--- start RECORDED DATA ---

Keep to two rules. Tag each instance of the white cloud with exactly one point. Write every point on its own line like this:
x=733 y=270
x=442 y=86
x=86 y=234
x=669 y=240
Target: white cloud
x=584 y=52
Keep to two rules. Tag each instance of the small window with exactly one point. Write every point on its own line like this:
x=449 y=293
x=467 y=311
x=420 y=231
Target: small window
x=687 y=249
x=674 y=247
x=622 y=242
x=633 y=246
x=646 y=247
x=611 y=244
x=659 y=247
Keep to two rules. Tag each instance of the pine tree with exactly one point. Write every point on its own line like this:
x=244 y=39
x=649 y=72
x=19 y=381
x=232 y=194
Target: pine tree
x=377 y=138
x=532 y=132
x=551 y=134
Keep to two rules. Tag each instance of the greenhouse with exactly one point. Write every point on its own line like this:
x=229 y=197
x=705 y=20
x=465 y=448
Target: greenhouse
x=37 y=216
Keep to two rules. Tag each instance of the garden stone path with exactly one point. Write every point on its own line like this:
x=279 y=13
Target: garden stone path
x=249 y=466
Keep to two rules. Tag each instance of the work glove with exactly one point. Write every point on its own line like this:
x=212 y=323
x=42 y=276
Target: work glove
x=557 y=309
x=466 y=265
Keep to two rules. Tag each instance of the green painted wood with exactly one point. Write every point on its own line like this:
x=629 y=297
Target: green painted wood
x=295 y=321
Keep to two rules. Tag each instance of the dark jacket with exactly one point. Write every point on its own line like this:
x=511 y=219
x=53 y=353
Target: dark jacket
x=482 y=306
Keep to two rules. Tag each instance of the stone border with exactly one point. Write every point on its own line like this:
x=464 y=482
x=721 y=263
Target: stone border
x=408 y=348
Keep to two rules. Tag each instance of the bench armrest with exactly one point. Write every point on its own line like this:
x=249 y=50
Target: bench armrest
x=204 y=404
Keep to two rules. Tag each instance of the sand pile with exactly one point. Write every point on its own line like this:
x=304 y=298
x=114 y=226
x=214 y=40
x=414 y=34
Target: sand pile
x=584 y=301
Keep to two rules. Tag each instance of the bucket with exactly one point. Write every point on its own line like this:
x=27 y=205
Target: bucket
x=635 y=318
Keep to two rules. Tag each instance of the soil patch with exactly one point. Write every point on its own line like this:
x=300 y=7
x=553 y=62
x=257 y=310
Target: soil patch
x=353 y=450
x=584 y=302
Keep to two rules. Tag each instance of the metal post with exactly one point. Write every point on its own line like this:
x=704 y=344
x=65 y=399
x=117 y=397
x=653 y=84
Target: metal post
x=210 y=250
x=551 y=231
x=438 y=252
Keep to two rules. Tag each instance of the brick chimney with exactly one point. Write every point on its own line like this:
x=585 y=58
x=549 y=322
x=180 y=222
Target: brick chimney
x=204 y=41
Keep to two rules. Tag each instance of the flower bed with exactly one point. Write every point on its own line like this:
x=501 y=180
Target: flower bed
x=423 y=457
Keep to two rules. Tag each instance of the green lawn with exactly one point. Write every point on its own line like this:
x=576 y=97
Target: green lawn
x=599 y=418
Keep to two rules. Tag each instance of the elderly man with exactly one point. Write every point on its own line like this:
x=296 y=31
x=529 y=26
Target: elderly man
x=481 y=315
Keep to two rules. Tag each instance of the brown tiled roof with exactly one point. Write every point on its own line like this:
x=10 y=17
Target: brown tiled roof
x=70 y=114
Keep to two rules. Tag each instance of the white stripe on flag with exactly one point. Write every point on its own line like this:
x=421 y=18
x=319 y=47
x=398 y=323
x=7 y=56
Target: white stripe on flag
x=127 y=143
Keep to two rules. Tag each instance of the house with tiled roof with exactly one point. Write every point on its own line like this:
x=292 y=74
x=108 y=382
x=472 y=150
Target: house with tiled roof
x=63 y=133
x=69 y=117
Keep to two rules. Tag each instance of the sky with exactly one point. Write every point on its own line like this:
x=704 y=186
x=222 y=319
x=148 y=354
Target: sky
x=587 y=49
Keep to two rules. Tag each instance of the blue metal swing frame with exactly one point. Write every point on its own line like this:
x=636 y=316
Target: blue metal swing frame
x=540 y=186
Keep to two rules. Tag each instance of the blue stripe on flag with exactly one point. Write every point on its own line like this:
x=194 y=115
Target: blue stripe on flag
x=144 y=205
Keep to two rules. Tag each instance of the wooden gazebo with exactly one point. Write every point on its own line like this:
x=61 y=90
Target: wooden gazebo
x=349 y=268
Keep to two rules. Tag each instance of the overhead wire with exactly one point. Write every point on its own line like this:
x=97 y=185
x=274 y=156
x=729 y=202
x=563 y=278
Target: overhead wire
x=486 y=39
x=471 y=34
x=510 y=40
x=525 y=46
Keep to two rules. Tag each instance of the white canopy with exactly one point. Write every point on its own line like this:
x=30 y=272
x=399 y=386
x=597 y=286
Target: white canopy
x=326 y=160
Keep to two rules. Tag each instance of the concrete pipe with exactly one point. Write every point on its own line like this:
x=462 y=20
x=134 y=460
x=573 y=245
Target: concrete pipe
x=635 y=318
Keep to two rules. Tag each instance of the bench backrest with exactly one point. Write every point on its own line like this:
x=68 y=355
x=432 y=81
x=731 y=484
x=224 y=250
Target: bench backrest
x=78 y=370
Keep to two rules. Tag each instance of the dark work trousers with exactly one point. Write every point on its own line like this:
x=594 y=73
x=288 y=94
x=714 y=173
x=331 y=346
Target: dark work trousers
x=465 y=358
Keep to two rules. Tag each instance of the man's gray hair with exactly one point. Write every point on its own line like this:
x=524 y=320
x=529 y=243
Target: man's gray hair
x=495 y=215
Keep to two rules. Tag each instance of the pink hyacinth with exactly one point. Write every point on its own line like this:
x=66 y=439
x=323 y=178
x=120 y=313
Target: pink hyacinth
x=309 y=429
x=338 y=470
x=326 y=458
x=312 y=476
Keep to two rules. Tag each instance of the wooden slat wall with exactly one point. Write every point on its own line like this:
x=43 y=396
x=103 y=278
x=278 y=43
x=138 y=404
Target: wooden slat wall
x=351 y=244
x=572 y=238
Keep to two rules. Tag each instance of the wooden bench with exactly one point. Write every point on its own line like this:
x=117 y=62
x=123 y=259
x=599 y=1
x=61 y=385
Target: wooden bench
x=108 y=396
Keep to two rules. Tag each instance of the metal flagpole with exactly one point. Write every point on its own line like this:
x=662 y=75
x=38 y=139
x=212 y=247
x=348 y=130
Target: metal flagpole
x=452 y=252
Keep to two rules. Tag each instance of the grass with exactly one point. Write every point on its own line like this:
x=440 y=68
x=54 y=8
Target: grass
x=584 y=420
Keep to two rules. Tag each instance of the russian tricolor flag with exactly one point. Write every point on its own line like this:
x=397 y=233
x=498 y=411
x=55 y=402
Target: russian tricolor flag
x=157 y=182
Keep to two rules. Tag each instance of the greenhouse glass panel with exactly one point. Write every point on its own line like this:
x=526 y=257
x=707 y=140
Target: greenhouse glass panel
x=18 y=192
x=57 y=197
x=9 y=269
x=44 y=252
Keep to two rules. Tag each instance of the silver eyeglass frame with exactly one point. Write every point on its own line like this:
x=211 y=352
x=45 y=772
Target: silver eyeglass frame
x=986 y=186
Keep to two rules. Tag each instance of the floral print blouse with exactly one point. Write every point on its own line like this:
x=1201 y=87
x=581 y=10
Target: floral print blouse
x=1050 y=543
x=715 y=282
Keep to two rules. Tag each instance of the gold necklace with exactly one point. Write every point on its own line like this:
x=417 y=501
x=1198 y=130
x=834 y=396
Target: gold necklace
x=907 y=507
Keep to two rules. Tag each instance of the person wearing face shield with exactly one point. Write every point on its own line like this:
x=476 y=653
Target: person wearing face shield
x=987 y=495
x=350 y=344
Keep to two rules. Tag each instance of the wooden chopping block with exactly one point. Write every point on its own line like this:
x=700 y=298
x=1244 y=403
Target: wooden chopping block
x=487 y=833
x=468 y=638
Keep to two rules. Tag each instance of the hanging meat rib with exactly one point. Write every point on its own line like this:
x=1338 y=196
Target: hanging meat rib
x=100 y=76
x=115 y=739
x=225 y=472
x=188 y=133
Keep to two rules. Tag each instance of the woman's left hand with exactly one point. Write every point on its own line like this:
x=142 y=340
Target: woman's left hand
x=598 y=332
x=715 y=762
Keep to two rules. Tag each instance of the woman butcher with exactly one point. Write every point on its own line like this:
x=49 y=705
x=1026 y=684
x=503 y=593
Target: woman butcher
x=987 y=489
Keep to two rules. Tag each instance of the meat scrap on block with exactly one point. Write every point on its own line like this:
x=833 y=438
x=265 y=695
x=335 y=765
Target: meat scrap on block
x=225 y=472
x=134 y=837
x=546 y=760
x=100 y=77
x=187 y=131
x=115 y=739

--- end RECORDED DATA ---

### SHORT PROBLEM:
Rewrite the lines from the one containing "Keep to two rules. Tag each instance of the russian" down to the one containing "x=715 y=762", changing "chopping block" to "cutting board" and leaving everything else unchanged.

### THE OUTPUT:
Keep to two rules. Tag each instance of the russian tricolor flag with exactly one point. Write every point on its own line like this:
x=397 y=233
x=498 y=411
x=55 y=402
Target: russian tricolor flag
x=157 y=182
Keep to two rules. Tag each instance of the greenhouse glass panel with exactly one point. Write every point on its own line like this:
x=526 y=257
x=707 y=140
Target: greenhouse glass panel
x=18 y=192
x=57 y=197
x=9 y=269
x=44 y=252
Keep to two rules. Tag each instance of the silver eyeglass frame with exactly one point. Write every point on its own line like this:
x=211 y=352
x=45 y=772
Target: silver eyeglass frame
x=986 y=186
Keep to two rules. Tag each instance of the floral print blouse with exactly one point. Write every point on its own line like this:
x=1201 y=87
x=581 y=10
Target: floral print blouse
x=1050 y=543
x=715 y=282
Keep to two rules. Tag each instance of the gold necklace with exactly one point. Write every point on its own line like this:
x=417 y=501
x=1198 y=130
x=834 y=396
Target: gold necklace
x=907 y=507
Keep to two rules. Tag each instance of the person wearing face shield with exactly one point. Write every point on its own line like this:
x=476 y=653
Target: person wearing face shield
x=987 y=495
x=350 y=344
Keep to two rules. Tag each instance of the wooden cutting board with exactly one point. Write every point on its own line like this:
x=700 y=298
x=1244 y=403
Target: wooden cutting board
x=487 y=833
x=468 y=638
Keep to two rules. Tag each instance of the hanging meat rib with exactly one point. Write every point on its own line like this:
x=1338 y=196
Target: hanging meat rib
x=100 y=76
x=115 y=739
x=225 y=472
x=188 y=133
Keep to two rules. Tag each instance of the woman's left hand with exactly one point. Write every point on its own line like this:
x=142 y=340
Target: woman's left hand
x=598 y=332
x=715 y=762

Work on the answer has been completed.